**Records provided:**
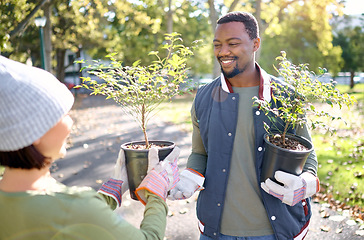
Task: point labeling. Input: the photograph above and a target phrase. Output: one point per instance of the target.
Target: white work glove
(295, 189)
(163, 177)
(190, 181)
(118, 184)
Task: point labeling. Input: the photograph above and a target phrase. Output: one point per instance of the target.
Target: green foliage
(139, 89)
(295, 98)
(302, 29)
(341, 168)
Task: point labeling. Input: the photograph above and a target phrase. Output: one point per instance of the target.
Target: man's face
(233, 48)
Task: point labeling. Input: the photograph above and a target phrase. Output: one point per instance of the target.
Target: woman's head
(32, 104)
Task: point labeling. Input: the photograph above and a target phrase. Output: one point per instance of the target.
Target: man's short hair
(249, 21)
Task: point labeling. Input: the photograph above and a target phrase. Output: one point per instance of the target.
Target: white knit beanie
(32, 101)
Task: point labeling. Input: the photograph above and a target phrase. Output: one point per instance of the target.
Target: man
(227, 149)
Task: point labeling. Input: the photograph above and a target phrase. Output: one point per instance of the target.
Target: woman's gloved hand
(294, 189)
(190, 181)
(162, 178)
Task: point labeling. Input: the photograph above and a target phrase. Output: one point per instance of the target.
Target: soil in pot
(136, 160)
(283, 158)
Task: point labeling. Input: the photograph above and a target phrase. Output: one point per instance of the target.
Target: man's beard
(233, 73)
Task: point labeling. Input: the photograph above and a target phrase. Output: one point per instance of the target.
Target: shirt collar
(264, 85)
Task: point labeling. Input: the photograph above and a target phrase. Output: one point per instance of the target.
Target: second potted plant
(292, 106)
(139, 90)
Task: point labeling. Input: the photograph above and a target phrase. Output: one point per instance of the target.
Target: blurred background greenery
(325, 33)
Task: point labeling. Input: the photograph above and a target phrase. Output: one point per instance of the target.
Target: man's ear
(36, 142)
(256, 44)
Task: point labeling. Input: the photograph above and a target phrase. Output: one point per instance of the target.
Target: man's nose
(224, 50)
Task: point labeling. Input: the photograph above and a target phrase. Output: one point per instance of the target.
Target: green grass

**Aim of the exercise:** Print the lines from the one containing "Target: second potted plant" through the end of the material, word for word, and nothing else.

**Solution below:**
Target: second potted plant
(292, 106)
(139, 90)
Task: point labeling. Input: the photograph above and a target phrase. Output: one point per instance of the target.
Target: blurred background greenery
(325, 33)
Task: point labeling. Input: the photograph above and a target phrase. Output: one point per instance of the target.
Target: man's ear
(36, 142)
(256, 44)
Task: point labeling. Input: the photograph above and a target phrase. Output: one point per instance of the target.
Target: man's nose
(224, 50)
Task: point labeling. Input: the photograph above and a target phrase. Output: one point per instance of the target.
Target: green grass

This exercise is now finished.